Instructions to follow:
Render every line of the data exactly as written, and leave out the pictures.

Data provided:
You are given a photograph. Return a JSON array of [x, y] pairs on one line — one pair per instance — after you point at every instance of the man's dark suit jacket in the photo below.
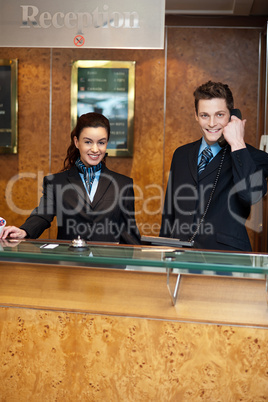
[[109, 218], [242, 182]]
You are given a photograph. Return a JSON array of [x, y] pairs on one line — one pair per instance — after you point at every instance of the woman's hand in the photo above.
[[13, 232]]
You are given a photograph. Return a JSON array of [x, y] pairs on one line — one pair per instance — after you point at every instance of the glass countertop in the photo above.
[[118, 256]]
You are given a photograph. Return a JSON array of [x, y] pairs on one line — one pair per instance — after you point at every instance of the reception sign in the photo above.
[[106, 87], [120, 24], [8, 106]]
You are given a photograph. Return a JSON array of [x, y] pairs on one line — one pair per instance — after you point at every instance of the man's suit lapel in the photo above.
[[214, 164]]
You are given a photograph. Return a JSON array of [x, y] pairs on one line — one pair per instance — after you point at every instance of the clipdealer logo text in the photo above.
[[32, 18]]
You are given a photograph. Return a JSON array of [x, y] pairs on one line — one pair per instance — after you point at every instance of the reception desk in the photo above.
[[99, 324]]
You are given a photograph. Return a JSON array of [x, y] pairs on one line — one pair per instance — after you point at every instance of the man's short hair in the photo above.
[[211, 90]]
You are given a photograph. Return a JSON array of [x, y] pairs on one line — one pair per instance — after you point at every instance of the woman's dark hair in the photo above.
[[85, 120], [211, 90]]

Result:
You are given a photograph. Return a JSON array of [x, y] pairs on one line — one pair per instance — after you point at every instance of the man's dark suit jacket in the photo below.
[[109, 218], [242, 182]]
You are given a photograph. Return a JSON array of [x, y] pairs on one line — one pair per instance — after you point at every instance of the woman's hand in the photo above.
[[13, 232]]
You are given a photograph. Return a JSON array of [x, y] pairs on one line — one pair per instance — after you point at every instance of the glass countertop in the photo above.
[[118, 256]]
You are given a photograph. Return a JSON array of [x, y] pairs on one line — one pair per instance — after you point at every instance of the reception sign in the photo above.
[[106, 87], [120, 24], [8, 106]]
You are given a photograph. Return a JSON array of [x, y] pairs on one line — one pair per instance — after you point at every instance of the man's suit lapel in the photo above.
[[214, 164]]
You are given a photograph. Return a JSON array of [x, y] pairs on one line — one pair per instance — after you point at every instance of the clipdealer logo text in the photo above.
[[32, 18]]
You are given a photograph. Return a JSON array of [x, y] pairs on one line — one pair per instance — after you point at every instance of the reception desk in the photo above.
[[99, 324]]
You are given a photograph. Return a JSON array of [x, y] pairs on one line — one pair per instance — after you point at every instance of the man's short hair in the photo above.
[[211, 90]]
You are given a photograph. Return a JSON array of [x, y] pairs on one line — one pair per instance — after you point at every instance of the woman's dark hair in the photo above.
[[85, 120], [211, 90]]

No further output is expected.